Instrucción A
Transcribe del texto sobre la 226bis el fragmento comprendido desde "Y, en efecto, en" hasta "mi completa disconformidad.", ambos incluidos.
Instrucción B
Enumera, en el orden en que aparecen, todas las expresiones que el texto sobre la 226bis presenta entre comillas.

Texto de lectura
==========
1.
El
27 de abril del 2011 se publicó en el blog La isla de Próspero un texto de mi
autoría llamado Fe de erratas o por qué
no apruebo la 226bis. Y dado que se me invita a reproducirlo o
reflexionarlo, prefiero hacer lo segundo.
El
texto de marras que cualquiera puede consultar se trataba de un asunto de
emergencia y así fue escrito: como muchos compañeros, sin saber bien a bien de
qué iba el asunto de la 226bis, fui corriendo a hacer bola a la Cámara de
Diputados el día de la votación. Total, que de la redacción de la iniciativa que
entonces leí al texto que se publicó, la diferencia era notable: la ley pasaba
de apoyar “proyectos de inversión en la producción
teatral nacional” a “montajes de obras dramáticas”. Repito pues mi conclusión:
No, definitivamente me retracto de mi adhesión al 226 bis, por una razón
muy sencilla: tal como está redactada es inequitativa, favorece a un solo modo
de producción y deja fuera otro tipo de propuestas escénicas que, en un país
democrático y en un ámbito plural, no pueden ser dejadas de lado sin que de esa
manera se lesionen derechos básicos.
Que por “determinada obra teatral” y “producción teatral nacional” se
entiendan productos culturales que requieren de “obras dramáticas” para ser
validados como tales, es tan absurdo como considerar que el contrato
matrimonial sólo ampara a parejas compuestas por ambos sexos; o que a ciertos
derechos sólo pueda acceder el varón, entre 25 y 60 años y casado; o que no se
pueda registrar civilmente a un hijo concebido fuera del matrimonio. Vamos, si
en la ejecución de los derechos a postular por un financiamiento del Estado,
por teatro se entiende aquél que se hacía hacia 1950, vamos también quitándole
a las mujeres el derecho a votar.
Y, en efecto, en tanto que desde 1990 hasta la fecha, la mitad de mi carrera
escénica y la de muchas personas dignas de admiración (en México y el resto del
mundo) se ha hecho sin recurrir a una obra dramática, sin menoscabo de su
calidad, no puedo menos que manifestar mi completa disconformidad.
==========
Datos proporcionados

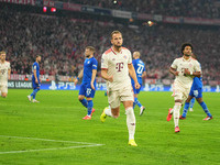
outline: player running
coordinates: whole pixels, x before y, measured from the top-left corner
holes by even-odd
[[[107,94],[110,107],[103,110],[100,120],[105,122],[107,116],[118,118],[120,114],[120,102],[123,102],[129,130],[129,145],[138,146],[134,141],[135,116],[130,76],[134,79],[135,88],[139,89],[140,85],[132,65],[131,52],[122,47],[122,43],[121,32],[113,31],[111,33],[112,47],[106,51],[101,57],[101,76],[107,80]]]
[[[31,102],[31,99],[33,97],[32,102],[36,102],[38,103],[40,101],[37,101],[36,98],[36,94],[40,90],[41,87],[41,78],[40,78],[40,64],[41,63],[41,55],[36,56],[36,62],[33,63],[32,65],[32,88],[33,88],[33,92],[31,95],[28,96],[29,101]]]
[[[75,80],[75,85],[78,82],[79,78],[82,77],[82,82],[79,88],[78,99],[84,107],[87,108],[88,113],[84,117],[84,120],[90,120],[92,113],[95,112],[92,98],[96,92],[96,75],[97,75],[97,65],[98,62],[94,57],[95,47],[87,46],[85,50],[86,59],[84,62],[84,68],[79,73],[77,79]],[[85,99],[86,97],[86,99]]]
[[[8,95],[8,79],[11,77],[10,63],[6,61],[7,53],[0,52],[0,96],[6,98]]]
[[[186,98],[191,88],[193,78],[200,77],[200,66],[199,63],[193,58],[191,55],[193,45],[189,43],[185,43],[182,45],[183,57],[176,58],[172,66],[169,67],[169,72],[176,76],[173,84],[173,97],[175,100],[174,108],[168,110],[167,121],[172,119],[174,113],[174,124],[175,132],[179,132],[179,111],[182,105],[185,102]]]
[[[134,67],[134,70],[136,73],[136,78],[138,78],[138,81],[140,84],[140,86],[142,87],[142,77],[145,77],[146,76],[146,72],[145,72],[145,65],[144,63],[140,59],[140,52],[134,52],[133,53],[133,61],[132,61],[132,64],[133,64],[133,67]],[[145,107],[143,107],[141,105],[141,102],[139,101],[138,99],[138,96],[140,94],[140,90],[141,90],[141,87],[139,89],[136,89],[134,87],[135,82],[133,80],[133,78],[131,78],[131,84],[132,84],[132,87],[133,87],[133,91],[134,91],[134,103],[133,103],[133,109],[134,107],[138,105],[139,108],[140,108],[140,116],[143,114],[144,110],[145,110]]]
[[[191,57],[197,59],[195,54],[191,54]],[[197,102],[201,106],[205,113],[207,114],[207,117],[204,120],[211,120],[212,116],[209,112],[207,105],[202,100],[202,77],[194,77],[194,82],[191,85],[189,96],[185,102],[184,111],[183,111],[183,114],[179,117],[179,119],[182,119],[182,120],[186,119],[186,114],[189,109],[189,102],[194,97],[196,97]]]

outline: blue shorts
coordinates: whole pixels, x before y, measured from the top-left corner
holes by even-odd
[[[141,86],[141,87],[140,87],[139,89],[136,89],[136,88],[134,87],[134,84],[132,84],[134,95],[135,95],[135,94],[140,94],[141,88],[142,88],[142,84],[140,84],[140,86]]]
[[[32,88],[33,88],[33,89],[36,89],[36,88],[40,88],[40,87],[41,87],[40,79],[38,79],[38,84],[36,84],[36,82],[35,82],[35,78],[33,78],[33,79],[32,79]]]
[[[96,84],[94,84],[95,88],[96,88]],[[96,90],[94,90],[90,86],[90,82],[88,84],[81,84],[80,88],[79,88],[79,95],[82,95],[87,98],[94,98],[95,97],[95,92]]]
[[[195,98],[202,98],[202,88],[198,89],[190,89],[189,96],[195,97]]]

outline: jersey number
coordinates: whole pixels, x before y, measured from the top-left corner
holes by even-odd
[[[91,88],[87,88],[86,94],[87,94],[87,96],[89,96],[91,94]]]
[[[143,69],[144,69],[144,66],[143,65],[141,65],[141,64],[138,64],[138,69],[136,69],[136,73],[138,74],[142,74],[143,73]]]

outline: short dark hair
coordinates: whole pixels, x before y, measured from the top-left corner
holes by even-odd
[[[197,59],[197,55],[194,54],[194,53],[191,53],[191,57],[195,58],[195,59]]]
[[[0,52],[0,55],[2,55],[2,54],[7,54],[6,51],[1,51],[1,52]]]
[[[184,50],[185,50],[186,46],[190,46],[190,47],[191,47],[191,51],[194,50],[194,47],[193,47],[193,45],[191,45],[190,43],[184,43],[184,44],[182,45],[182,54],[184,54],[183,52],[184,52]]]
[[[94,52],[94,53],[96,52],[96,48],[95,48],[94,46],[86,46],[86,50],[87,50],[87,48],[90,50],[90,51]]]
[[[113,31],[113,32],[111,32],[111,38],[112,38],[113,34],[121,34],[121,36],[122,36],[122,33],[120,31]]]

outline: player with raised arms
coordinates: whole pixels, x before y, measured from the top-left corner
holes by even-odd
[[[0,52],[0,96],[6,98],[8,95],[8,79],[11,76],[10,63],[6,61],[7,53]]]
[[[134,96],[130,76],[134,79],[135,88],[139,89],[140,85],[132,65],[131,52],[122,47],[122,33],[113,31],[111,33],[112,47],[106,51],[101,57],[101,76],[107,80],[107,95],[110,107],[105,108],[100,120],[105,122],[107,116],[118,118],[120,114],[120,102],[123,102],[129,130],[129,145],[138,146],[134,141]]]
[[[174,97],[174,108],[169,108],[167,121],[172,119],[174,114],[175,132],[179,132],[179,111],[182,105],[188,97],[191,88],[193,78],[200,77],[201,69],[198,61],[191,57],[193,45],[190,43],[185,43],[182,45],[183,57],[176,58],[169,72],[176,76],[173,84],[173,97]]]
[[[81,102],[81,105],[87,108],[87,116],[82,118],[84,120],[90,120],[92,113],[95,112],[92,98],[95,97],[96,92],[96,75],[98,66],[98,62],[94,57],[95,52],[96,52],[95,47],[92,46],[86,47],[85,50],[86,59],[84,62],[84,68],[79,73],[77,79],[75,80],[76,85],[79,78],[82,77],[82,82],[79,88],[78,99]]]

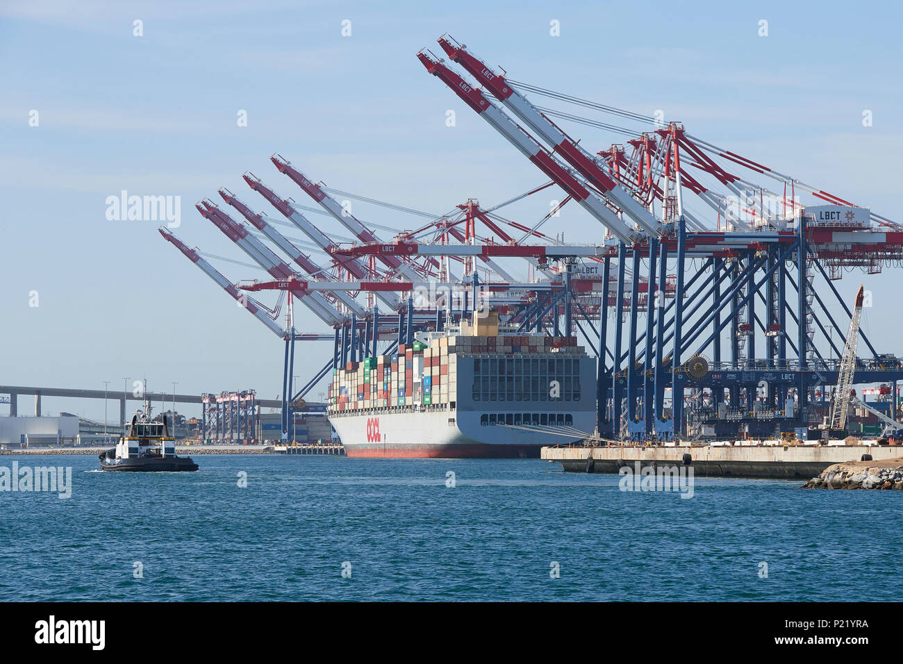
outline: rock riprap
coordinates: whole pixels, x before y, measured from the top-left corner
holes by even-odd
[[[903,489],[903,459],[848,461],[825,468],[804,489]]]

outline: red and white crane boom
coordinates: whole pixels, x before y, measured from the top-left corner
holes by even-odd
[[[237,223],[231,217],[219,210],[214,203],[202,201],[195,205],[198,211],[204,219],[213,222],[230,240],[235,242],[246,254],[266,270],[271,276],[276,279],[287,279],[295,273],[279,257],[265,247],[256,238],[247,232],[239,223]],[[342,323],[345,317],[326,301],[321,294],[315,294],[311,298],[302,300],[302,303],[310,309],[314,315],[329,325],[336,325]]]
[[[489,66],[468,52],[463,46],[452,43],[445,36],[439,38],[439,45],[448,53],[449,58],[467,70],[506,108],[536,132],[554,154],[560,154],[638,226],[652,235],[660,233],[661,224],[658,220],[612,180],[590,153],[572,141],[554,123],[527,101],[526,98],[514,89],[504,76],[495,73]]]
[[[279,198],[272,189],[264,184],[259,178],[252,173],[246,173],[242,175],[242,178],[244,178],[251,189],[266,199],[273,207],[278,210],[285,219],[293,223],[299,230],[313,240],[330,256],[336,257],[341,267],[346,269],[355,278],[368,279],[371,276],[369,271],[357,259],[349,259],[337,255],[335,252],[335,244],[320,229],[312,224],[304,215],[292,207],[292,199]],[[392,309],[397,309],[401,305],[398,299],[393,298],[391,295],[379,295],[379,297]]]
[[[293,260],[305,273],[307,273],[309,276],[312,276],[314,279],[329,279],[330,277],[329,271],[317,265],[317,263],[315,263],[311,257],[304,254],[301,249],[292,244],[292,242],[289,241],[282,233],[273,228],[273,224],[270,223],[269,218],[266,215],[254,212],[254,210],[236,198],[236,196],[225,187],[219,189],[219,195],[228,205],[231,205],[233,208],[237,210],[252,226],[265,235],[270,241],[282,249],[283,252],[292,258],[292,260]],[[350,294],[337,291],[335,295],[336,297],[339,298],[350,311],[354,312],[354,313],[358,316],[364,315],[364,308],[358,304],[358,301],[355,300]]]
[[[198,256],[197,251],[190,249],[182,240],[172,235],[172,233],[169,230],[163,227],[161,227],[159,230],[160,234],[163,238],[172,242],[182,254],[185,255],[185,257],[194,263],[204,274],[213,279],[213,281],[215,281],[224,291],[228,293],[236,302],[241,304],[243,308],[250,312],[258,321],[266,325],[266,327],[272,330],[275,334],[278,334],[283,339],[286,337],[285,331],[279,327],[275,321],[266,315],[265,308],[261,306],[258,302],[252,297],[248,297],[244,293],[239,293],[238,289],[236,288],[228,279],[218,272],[212,266],[210,266],[209,263]]]
[[[489,101],[480,90],[470,86],[454,71],[423,51],[417,53],[417,57],[427,71],[451,88],[465,104],[476,111],[480,117],[507,138],[511,145],[543,173],[552,178],[562,189],[571,194],[574,201],[580,203],[591,215],[619,239],[628,243],[633,242],[635,231],[625,224],[615,211],[609,209],[600,196],[584,186],[577,175],[563,166],[553,154]]]
[[[343,208],[334,198],[330,196],[319,184],[312,182],[304,173],[292,165],[292,163],[281,154],[273,154],[270,161],[275,164],[279,172],[288,175],[288,177],[304,190],[304,192],[312,198],[327,212],[338,220],[339,223],[351,231],[361,242],[378,242],[379,238],[362,224],[357,217]],[[404,261],[391,256],[377,256],[381,263],[391,269],[396,275],[404,275],[407,278],[419,278],[416,269],[413,265],[407,265]]]

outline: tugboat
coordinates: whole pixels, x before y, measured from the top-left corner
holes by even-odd
[[[175,455],[175,437],[169,435],[165,416],[163,419],[151,422],[144,411],[138,410],[116,446],[98,455],[100,470],[127,472],[198,470],[191,457]]]

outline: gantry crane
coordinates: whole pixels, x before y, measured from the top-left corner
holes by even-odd
[[[837,387],[834,389],[834,397],[831,402],[831,415],[828,417],[828,425],[834,430],[842,429],[846,426],[847,412],[850,409],[850,393],[852,390],[852,374],[856,370],[856,343],[859,339],[859,320],[862,315],[863,295],[864,291],[861,285],[856,292],[856,303],[850,317],[850,331],[847,332],[843,356],[837,370]]]

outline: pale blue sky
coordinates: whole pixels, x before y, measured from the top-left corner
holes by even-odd
[[[896,4],[874,2],[3,0],[0,383],[121,388],[124,376],[146,376],[153,389],[178,380],[179,391],[275,397],[280,341],[156,224],[107,220],[105,199],[123,189],[180,195],[179,237],[248,262],[192,206],[227,186],[275,215],[241,181],[246,170],[312,204],[269,163],[274,152],[330,186],[437,213],[544,182],[417,61],[444,32],[515,79],[644,114],[661,108],[694,135],[903,220],[901,18]],[[135,19],[143,37],[132,34]],[[549,35],[553,19],[559,37]],[[760,19],[768,37],[758,34]],[[239,109],[247,127],[237,126]],[[454,127],[447,109],[457,111]],[[862,126],[863,109],[873,126]],[[566,128],[593,148],[620,140]],[[546,199],[507,216],[533,223]],[[394,228],[417,223],[363,204],[354,211]],[[558,228],[574,241],[600,238],[577,209],[565,209]],[[232,280],[263,275],[211,262]],[[888,271],[848,276],[840,287],[868,284],[867,330],[880,351],[901,354],[898,281]],[[144,320],[129,315],[136,305]],[[297,326],[324,331],[310,319]],[[300,349],[301,376],[330,352]],[[47,399],[44,409],[103,416],[102,402]]]

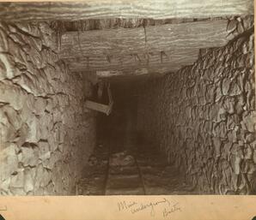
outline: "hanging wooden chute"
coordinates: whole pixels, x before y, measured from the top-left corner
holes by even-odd
[[[99,85],[100,91],[98,91],[98,95],[101,94],[100,96],[102,95],[101,92],[103,90],[101,85]],[[113,97],[112,97],[112,93],[111,93],[111,90],[110,90],[110,83],[107,83],[107,96],[108,96],[108,104],[104,104],[96,103],[96,102],[90,101],[90,100],[86,100],[85,107],[88,109],[93,110],[105,113],[107,116],[109,116],[112,111],[112,108],[113,108]]]

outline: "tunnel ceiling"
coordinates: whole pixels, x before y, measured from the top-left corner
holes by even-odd
[[[72,72],[137,75],[177,71],[192,64],[199,49],[223,46],[233,38],[227,37],[228,18],[253,15],[253,0],[2,3],[0,19],[58,21],[60,58]]]
[[[66,32],[60,56],[71,71],[165,74],[192,64],[200,48],[227,44],[227,19]]]

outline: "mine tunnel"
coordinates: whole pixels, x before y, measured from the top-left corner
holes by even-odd
[[[256,193],[253,15],[2,6],[1,195]]]

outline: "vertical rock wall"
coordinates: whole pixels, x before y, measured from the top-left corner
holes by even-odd
[[[256,193],[253,38],[138,88],[137,130],[202,193]]]
[[[48,23],[0,23],[1,194],[69,194],[94,145],[89,84]]]

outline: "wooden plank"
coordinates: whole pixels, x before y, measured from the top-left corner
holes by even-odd
[[[253,0],[84,0],[1,3],[0,20],[44,21],[99,18],[186,18],[253,15]]]
[[[223,46],[227,20],[149,26],[145,30],[118,28],[80,33],[62,37],[60,56],[71,71],[113,71],[131,74],[176,71],[192,64],[200,48]],[[106,73],[107,74],[107,73]]]

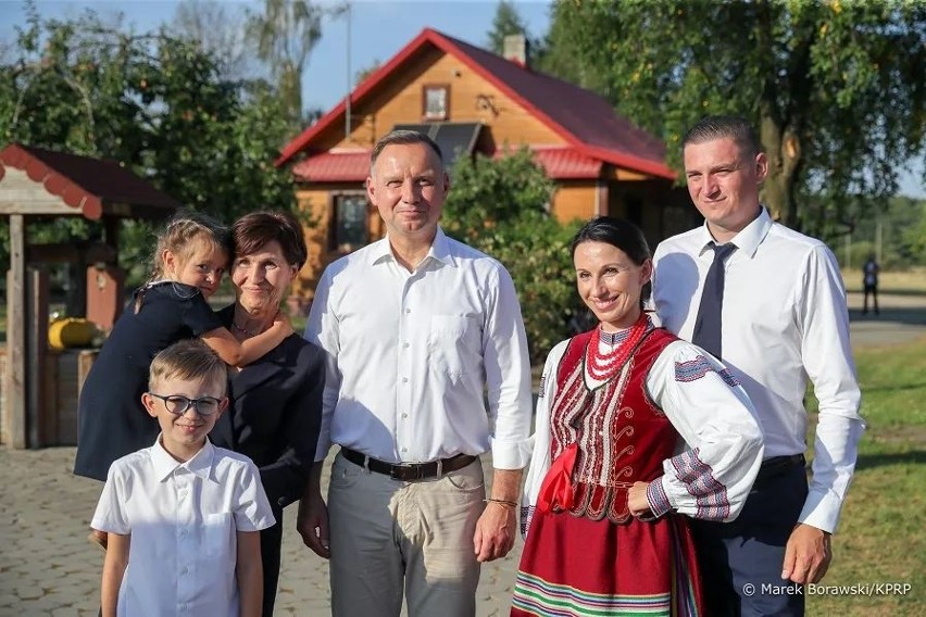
==========
Resultado A
Y, en efecto, en tanto que desde 1990 hasta la fecha, la mitad de mi carrera
escénica y la de muchas personas dignas de admiración (en México y el resto del
mundo) se ha hecho sin recurrir a una obra dramática, sin menoscabo de su
calidad, no puedo menos que manifestar mi completa disconformidad.

Resultado B
1. "proyectos de inversión en la producción teatral nacional"
2. "montajes de obras dramáticas"
3. "determinada obra teatral"
4. "producción teatral nacional"
5. "obras dramáticas"